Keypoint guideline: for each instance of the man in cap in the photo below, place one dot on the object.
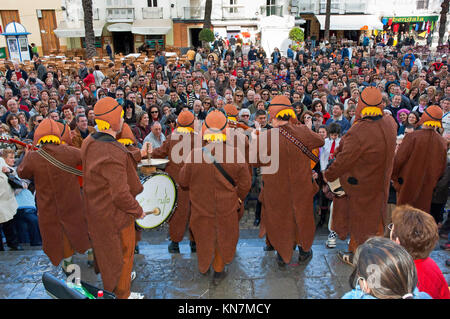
(184, 133)
(216, 191)
(58, 197)
(425, 149)
(110, 185)
(287, 214)
(363, 165)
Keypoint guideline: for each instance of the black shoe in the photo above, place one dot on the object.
(174, 248)
(304, 256)
(193, 246)
(280, 261)
(218, 277)
(16, 248)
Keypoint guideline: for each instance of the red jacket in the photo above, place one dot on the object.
(430, 279)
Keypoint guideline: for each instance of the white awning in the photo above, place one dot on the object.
(151, 26)
(119, 27)
(77, 31)
(351, 22)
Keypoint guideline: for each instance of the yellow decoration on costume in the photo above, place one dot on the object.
(185, 129)
(125, 141)
(217, 137)
(432, 123)
(371, 111)
(49, 139)
(286, 112)
(102, 125)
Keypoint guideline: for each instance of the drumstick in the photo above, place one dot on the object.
(155, 212)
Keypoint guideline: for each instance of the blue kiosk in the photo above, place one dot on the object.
(17, 41)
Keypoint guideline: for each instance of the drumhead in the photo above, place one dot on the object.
(160, 191)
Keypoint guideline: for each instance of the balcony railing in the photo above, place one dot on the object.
(119, 14)
(272, 10)
(194, 13)
(233, 12)
(95, 14)
(152, 13)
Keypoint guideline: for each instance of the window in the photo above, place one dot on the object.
(422, 4)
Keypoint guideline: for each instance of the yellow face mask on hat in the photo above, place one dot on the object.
(103, 125)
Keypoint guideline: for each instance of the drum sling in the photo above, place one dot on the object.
(299, 144)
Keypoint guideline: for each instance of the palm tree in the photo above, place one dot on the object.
(327, 20)
(89, 35)
(207, 19)
(443, 20)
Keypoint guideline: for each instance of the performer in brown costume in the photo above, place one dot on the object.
(287, 196)
(127, 139)
(58, 197)
(420, 161)
(110, 184)
(179, 221)
(214, 199)
(364, 166)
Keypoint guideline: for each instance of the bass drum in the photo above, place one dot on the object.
(159, 195)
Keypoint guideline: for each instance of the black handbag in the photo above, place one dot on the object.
(14, 181)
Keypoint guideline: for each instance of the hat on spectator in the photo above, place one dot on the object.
(281, 106)
(47, 132)
(231, 111)
(432, 116)
(108, 113)
(185, 122)
(65, 133)
(370, 102)
(126, 136)
(214, 126)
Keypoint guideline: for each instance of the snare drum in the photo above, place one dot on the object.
(160, 196)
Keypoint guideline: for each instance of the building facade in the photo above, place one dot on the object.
(56, 25)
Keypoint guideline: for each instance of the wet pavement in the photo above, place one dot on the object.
(253, 274)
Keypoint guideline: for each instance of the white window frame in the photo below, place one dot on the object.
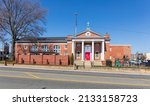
(96, 55)
(56, 49)
(66, 46)
(45, 48)
(34, 48)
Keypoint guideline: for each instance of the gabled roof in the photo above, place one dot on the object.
(92, 34)
(43, 40)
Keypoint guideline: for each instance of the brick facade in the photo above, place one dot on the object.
(88, 38)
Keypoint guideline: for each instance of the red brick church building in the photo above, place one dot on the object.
(85, 46)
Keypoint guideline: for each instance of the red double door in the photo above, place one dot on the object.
(87, 56)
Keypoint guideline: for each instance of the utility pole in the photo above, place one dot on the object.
(76, 23)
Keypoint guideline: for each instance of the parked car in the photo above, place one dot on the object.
(135, 62)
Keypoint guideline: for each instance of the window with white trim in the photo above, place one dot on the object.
(78, 54)
(96, 55)
(56, 49)
(110, 49)
(45, 48)
(25, 46)
(34, 48)
(66, 46)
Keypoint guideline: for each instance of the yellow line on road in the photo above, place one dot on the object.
(77, 81)
(88, 76)
(30, 74)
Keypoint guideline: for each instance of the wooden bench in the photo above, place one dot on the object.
(78, 64)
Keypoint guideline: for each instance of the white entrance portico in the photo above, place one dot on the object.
(88, 48)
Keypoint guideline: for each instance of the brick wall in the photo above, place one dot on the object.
(42, 59)
(117, 52)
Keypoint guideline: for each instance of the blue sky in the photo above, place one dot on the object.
(127, 21)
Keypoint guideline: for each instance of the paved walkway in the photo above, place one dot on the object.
(136, 71)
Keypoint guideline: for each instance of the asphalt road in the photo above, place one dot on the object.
(23, 78)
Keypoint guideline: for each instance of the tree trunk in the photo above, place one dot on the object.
(13, 49)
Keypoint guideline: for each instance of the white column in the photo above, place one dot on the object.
(103, 51)
(73, 50)
(82, 50)
(92, 50)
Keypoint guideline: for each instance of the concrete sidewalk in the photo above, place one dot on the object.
(136, 71)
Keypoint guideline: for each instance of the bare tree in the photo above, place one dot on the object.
(21, 18)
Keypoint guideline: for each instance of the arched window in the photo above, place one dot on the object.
(56, 49)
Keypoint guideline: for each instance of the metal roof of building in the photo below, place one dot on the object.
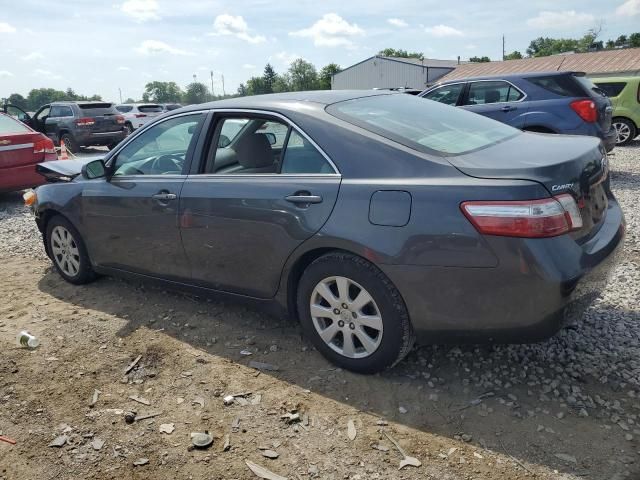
(606, 61)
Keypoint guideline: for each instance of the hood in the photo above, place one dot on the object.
(63, 170)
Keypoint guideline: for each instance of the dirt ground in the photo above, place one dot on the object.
(437, 404)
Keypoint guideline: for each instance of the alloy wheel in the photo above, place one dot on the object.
(623, 132)
(65, 251)
(346, 317)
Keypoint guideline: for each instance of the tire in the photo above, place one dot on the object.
(625, 130)
(70, 142)
(68, 252)
(374, 347)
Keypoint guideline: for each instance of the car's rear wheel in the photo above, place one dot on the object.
(353, 314)
(68, 251)
(70, 142)
(625, 130)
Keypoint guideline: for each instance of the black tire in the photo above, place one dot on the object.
(85, 273)
(397, 333)
(70, 143)
(632, 133)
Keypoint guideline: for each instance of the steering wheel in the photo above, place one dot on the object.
(167, 164)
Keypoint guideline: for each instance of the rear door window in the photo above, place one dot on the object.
(447, 94)
(482, 93)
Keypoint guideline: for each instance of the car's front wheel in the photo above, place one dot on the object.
(68, 252)
(353, 314)
(625, 130)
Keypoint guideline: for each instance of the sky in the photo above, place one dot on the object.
(106, 47)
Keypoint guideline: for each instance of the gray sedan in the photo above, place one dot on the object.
(371, 217)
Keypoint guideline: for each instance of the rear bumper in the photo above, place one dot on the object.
(19, 178)
(100, 138)
(539, 286)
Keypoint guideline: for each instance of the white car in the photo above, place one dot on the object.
(138, 114)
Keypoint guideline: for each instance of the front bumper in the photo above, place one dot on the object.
(539, 285)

==*==

■ **TASK DETAILS**
Before copying, set the pictures aside; then reproduce each entry above exactly.

■ **ANSWER**
Keypoint guideline: for each instance of the man in cap in the photo below, place one dot on the object.
(184, 133)
(216, 191)
(58, 197)
(425, 149)
(110, 185)
(287, 214)
(363, 165)
Keypoint guideline: for each instance of the black shoe in the photo above, place one dot on the object.
(174, 248)
(304, 256)
(193, 246)
(280, 261)
(218, 277)
(16, 248)
Keypoint guideline: for each instance of the red jacket in the photo above, place one dot on the object.
(430, 279)
Keypoint guideline: for each instance of the white awning in the photo above, place one dot on the object.
(151, 26)
(119, 27)
(77, 31)
(351, 22)
Keypoint guideline: for each instance of the yellow decoration on costume in the photo above, place one dot on the object.
(185, 129)
(125, 141)
(217, 137)
(432, 123)
(371, 111)
(49, 139)
(286, 112)
(102, 125)
Keypoint guideline: for each instance of the drumstick in the photo above, place one dot on the object.
(155, 212)
Keypoint guideline: for each instance of the blue kiosk in the photo above, place one dot on the object.
(17, 41)
Keypoint guideline: for each instance of the drumhead in the photo above, place one dot on the object.
(160, 191)
Keypoint guideline: for each instance of the balcony railing in the photo above, place one dot on the object.
(119, 14)
(272, 10)
(194, 13)
(233, 12)
(95, 14)
(152, 13)
Keypoint guideline: for each instance of the window in the photo above, place one dot on the object.
(422, 4)
Keypoint guideline: for each instance of the yellow face mask on hat in the photo above, place one dot on the object.
(103, 125)
Keypoint guideline: for each instance of the drum sling in the photo above, place one dot on the object.
(299, 144)
Keypoint guideline: for each instance of the palm tree in the photo above, place one dot on the object.
(327, 20)
(89, 35)
(207, 19)
(443, 20)
Keypoint guideline: for each instance of the performer in brown costume in the photo above, place one dot on the object.
(287, 196)
(127, 139)
(58, 197)
(420, 161)
(110, 184)
(179, 221)
(214, 199)
(364, 166)
Keypoint guideline: for each instance of the bass drum in the photo above, place one dot on the object.
(159, 195)
Keypoint guideline: for each instance of the black handbag in the photo above, place one dot on the object.
(14, 181)
Keypoint guideline: for each instance of the hat on spectator in the photo above, place one dot on the object.
(281, 106)
(47, 132)
(231, 111)
(432, 116)
(108, 113)
(185, 122)
(65, 133)
(370, 102)
(126, 136)
(214, 126)
Keypoint guideline: for each instance of the snare drum in the photo above, place one dot on the object.
(160, 196)
Keypoint guideline: for each instance of the building facade in the photo above, place one dot on the object.
(56, 25)
Keypoint guideline: for each instance of the wet pavement in the photo above, place one dot on the object.
(253, 274)
Keypoint guideline: for each instance of the white window frame in the photo below, place one dot on the object.
(96, 55)
(56, 49)
(66, 46)
(45, 48)
(34, 48)
Keypoint guideline: for each instance of the gabled roof in the photo above, place one dot on the object.
(92, 34)
(43, 40)
Keypoint guideline: for each instance of the brick facade in the photo above, place one dot on the object.
(88, 38)
Keypoint guideline: for each instance of the red brick church building in the photo above, place one dot on the object.
(85, 46)
Keypoint guideline: for each instance of the red double door in the photo above, place one dot on the object.
(87, 56)
Keypoint guideline: for each instance of the utility pole in the photo above, place one dot on the object.
(76, 23)
Keypoint guideline: for each instance of the parked car in the photo above, place one dot on the object.
(135, 62)
Keypoint guideline: for each instance of the window with white trim in the photo above, place one dot on the object.
(78, 54)
(96, 55)
(56, 49)
(110, 49)
(45, 48)
(25, 46)
(34, 48)
(66, 46)
Keypoint guideline: for each instance of the yellow line on road in the photo above, place one dot on the object.
(77, 81)
(88, 76)
(30, 74)
Keypoint guideline: for each instance of the wooden bench in the photo above, place one dot on the object.
(78, 64)
Keypoint guideline: for each instance of the white entrance portico in the photo above, place one dot on the object.
(88, 48)
Keypoint guideline: for each instance of the brick wall in the photo above, place one dot on the object.
(42, 59)
(117, 52)
Keypoint guideline: for each instance of the blue sky in the photo above, place one dot on the object.
(127, 21)
Keypoint guideline: for each instance of the paved walkway in the photo above, place one dot on the object.
(136, 71)
Keypoint guideline: for each instance of the asphalt road in the photo above, place one dot on the object.
(23, 78)
Keypoint guideline: for each instance of the tree trunk in the photo above, place one dot on the object.
(13, 49)
Keypoint guideline: for each instance of the white column in the photo above, place one dot on the object.
(103, 51)
(73, 50)
(82, 50)
(92, 50)
Keypoint guideline: for each instance of the concrete sidewalk in the photo above, place one dot on the object.
(136, 71)
Keypoint guideline: for each instance of the bare tree in the photo above, place one dot on the object.
(21, 18)
Keypoint guideline: for each instance of the arched window in the photo above, place one dot on the object.
(56, 49)
Keypoint guideline: for each instance of the metal roof of building in the photo below, place one dot on the object.
(606, 61)
Keypoint guideline: for each instance of the hood in the photo above, place one dot on the object.
(63, 170)
Keypoint guideline: for each instance of the dirt ground in the photo above, place one dot on the object.
(437, 404)
Keypoint guideline: for each instance of the alloy wheel in the photo above, place one dot on the object.
(623, 132)
(65, 251)
(346, 317)
Keypoint guideline: for each instance of the tire in the photo above, place one dot on the object.
(625, 130)
(70, 142)
(68, 252)
(374, 347)
Keypoint guideline: for each instance of the car's rear wheel in the photo above, place one dot on the object.
(353, 314)
(68, 251)
(70, 142)
(625, 130)
Keypoint guideline: for each instance of the black tire in the photo above, place one dot on the object.
(85, 273)
(397, 333)
(70, 143)
(632, 133)
Keypoint guideline: for each instance of the steering wheel in the photo above, place one dot on the object.
(167, 164)
Keypoint guideline: for each instance of the rear door window in the photo above, place one dot on the object.
(447, 94)
(482, 93)
Keypoint guideline: for each instance of the car's front wheel in the photo above, place one dot on the object.
(68, 252)
(353, 314)
(625, 130)
Keypoint guideline: for each instance of the sky in the photo above, place one dot on the object.
(106, 47)
Keypoint guideline: for each instance of the gray sedan in the photo above, place one dot on the object.
(371, 217)
Keypoint guideline: for each instance of the rear bumper in the photo above, place one dot on the object.
(19, 178)
(100, 138)
(539, 286)
Keypoint guideline: for each instance of the white car in the photo above, place one dot on the object.
(138, 114)
Keypoint guideline: for each instance of the front bumper in the photo above, place one dot on the object.
(539, 285)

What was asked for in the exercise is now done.